======== Alıntı
İdari Yargıda İstinaf
İdari yargıda istinafa bir giriş yapacak olursak; İdari yargıda istinaf, hukuk mahkemelerinde ve ceza mahkemelerinde olduğu gibi bulunmaktadır. İdari yargıda istinaf süreleri adli ve hukuk davalarındaki süreler gibi değil, bilakis 30 günlük bir sürey
İçindekiler
İdari Yargıda İstinaf (Bölge İdare Mahkemesi)
İdari yargıda istinafa bir giriş yapacak olursak; İdari yargıda istinaf, hukuk mahkemelerinde ve ceza mahkemelerinde olduğu gibi bulunmaktadır. İdari yargıda istinaf süreleri adli ve hukuk davalarındaki süreler gibi değil, bilakis 30 günlük bir süreye tabidir. Örneğin idari işlemin iptali davasında verilen kararın tebliğinden itibaren 30 gün içinde bölge idare mahkemesine istinaf hakkı bulunmaktadır. İdare mahkemelerinde istinaf başvurusu, bölge idare mahkemesine gönderilmek üzere ilk derece mahkemesine yapılacaktır. Bölge idare mahkemeleri kararlarından hangilerinin kesin olacağı (hangi istinaf kararları temyiz edilemez?) kanunda yer almış olup kesin kararlar Danıştay temyiz yoluna kapalı olacaktır. Bu kararlara karşı Anayasa mahkemesi bireysel başvuru yoluna gidilebilir. Konu hakkında idari dava avukatından ayrıntılı bilgi almanızı da tavsiye ederiz. Şimdi Yukarıda yer verdiğimiz kısa girişi sırasıyla detaylandıralım.
İdari Yargıda İstinaf Var mı?
İstinaf kanun yolu 2577 sayılı idari yargılama usulü kanununda düzenlenmiştir ve bu kanun gereği ilk derece idari yargı mahkemeleri tarafından verilen kararlara karşı süresi içinde istinaf kanun yoluna başvurulabilir. İstinaf kanun yolunda ilk derece idare mahkemesi tarafından verilen kararlar tekrar incelenir ve hukuka uygun karar verilip verilmediği hukuki olarak tartışılır. İstinaf mahkemesi olan bölge idare mahkemesi kendisine yapılan istinaf başvurusunu hem maddi hem de hukuki yönlerden inceleyerek bir karar verecektir. İstinaf kanun yolunda istisnalar hariç olmak üzere temyiz yoluna başvuru yolu açıktır. Bu durum da idari yargıdaki istinaf başvurusunu itiraz başvuru yolundan ayıracaktır çünkü itiraz sonrası verilen kararlar kesindir temyiz incelemesi yoktur.
BUNU DA BİL; İdari işlemin iptal edilebilmesi için idari işlemin unsurlarının çok iyi bilinmesi şarttır. Bundan dolayı aşağıdaki videomuzu izlemenizi tavsiye ederiz.
Hangi Davalar İstinaf Edilemez?
İdari davalar bakımından istinaf kanun yolunun kapalı olduğu yani ilk derece mahkemesinin verdiği kararın kesin olduğu ve temyiz yolunun dahi kapalı olduğu kararlar bulunmaktadır. Bunların en başında tabi ki de ivedi yargılama usulüne tabi olan davalar bulunmaktadır.
================
Alıştırma Bölümleri:
1: Aşağıdaki ifadelerin idari yargıda istinaf metniyle uyuşup uyuşmadığını lütfen evet ya da hayır diye belirtin ve her cevaba metinden belirleyici sözleri aynen ekleyin.
(a) İdari yargıda istinaf süresi 30 gündür.
(b) İstinaf başvurusu doğrudan bölge idare mahkemesine yapılır.
(c) İtiraz sonrası verilen kararlar temyiz edilebilir.
2: İdari yargıda istinaf metnine göre aşağıdaki soruları cevaplayın.
(a) İstinaf kanun yolu hangi kanunda düzenlenmiştir?
(b) Kesin kararlara karşı hangi yola gidilebilir?
(c) İstinaf yolunun kapalı olduğu kararların en başında hangi davalar gelir?
3: İdari yargıda istinaf metnini kaldığı yerden sürdürün.
======== Veri Bölümü
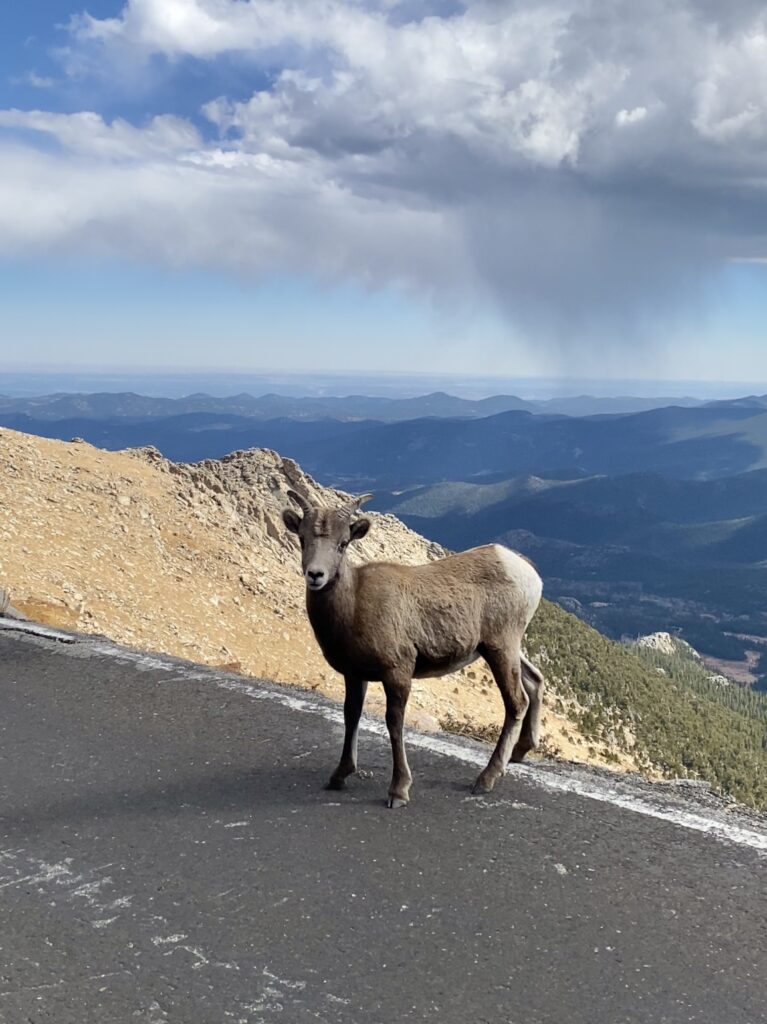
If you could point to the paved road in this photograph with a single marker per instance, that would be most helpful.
(167, 854)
================
Görev Sonuçları:
1:
(a) Evet: "30 günlük bir süreye tabidir"
(b) Hayır: "İdare mahkemelerinde istinaf başvurusu, bölge idare mahkemesine gönderilmek üzere ilk derece mahkemesine yapılacaktır."
(c) Hayır: "itiraz sonrası verilen kararlar kesindir temyiz incelemesi yoktur"

2:
(a) 2577 sayılı idari yargılama usulü kanununda.
(b) Anayasa Mahkemesi bireysel başvuru yoluna.
(c) İvedi yargılama usulüne tabi olan davalar.

3:
İvedi yargılama usulüne tabi olan davalar;
a) İhaleden yasaklama kararları hariç ihale işlemleri.
b) Acele kamulaştırma işlemleri.
c) Özelleştirme Yüksek Kurulu kararları. d) 12/3/1982 tarihli ve 2634 sayılı Turizmi Teşvik Kanunu uyarınca yapılan satış, tahsis ve kiralama işlemleri.
e) 9/8/1983 tarihli ve 2872 sayılı Çevre Kanunu uyarınca, idari yaptırım kararları hariç çevresel etki değerlendirmesi sonucu alınan kararlar.
f) 16/5/2012 tarihli ve 6306 sayılı Afet Riski Altındaki Alanların Dönüştürülmesi Hakkında Kanun uyarınca alınan Cumhurbaşkanı kararları
g)Millî Eğitim Bakanlığı ile Ölçme, Seçme ve Yerleştirme Merkezi tarafından yapılan merkezî ve ortak sınavlar, bu sınavlara ilişkin iş ve işlemler ile sınav sonuçları hakkında açılan davalar.
Yukarıda saymış olduğumuz davalarda istinaf kanun yolu kapalıdır ve ilk derece mahkemeleri tarafından verilen kararlar sadece Danıştaya temyiz edilebilir.
Bölge İdare Mahkemesi Kararları Kesin midir?
Bölge idare mahkemesi kararları bazı davalar haricinde kesin değildir. Bölge idare mahkemesinin verdiği kesin olmayan kararlara karşı süresi içinde Danıştay da temyiz yoluna başvuru yapılabilir.
Bölge idare mahkemesinin aşağıda saydığımız kararları kesin olmayıp Danıştay da temyiz incelemesine tabi olacaktır. Bunlar;
a) Düzenleyici işlemlere karşı açılan iptal davaları.
b) Konusu yüz bin Türk lirasını aşan vergi davaları, tam yargı davaları ve idari işlemler hakkında açılan davalar.
c) Belli bir meslekten çıkarma, devlet memurluğundan çıkarma veya öğrencilik statüsünden çıkarılma sonucunu doğuran işlemlere karşı açılan iptal davaları.
d) Belli bir ticari faaliyetin icrasını süresiz veya otuz gün yahut daha uzun süreyle engelleyen işlemlere karşı açılan iptal davaları.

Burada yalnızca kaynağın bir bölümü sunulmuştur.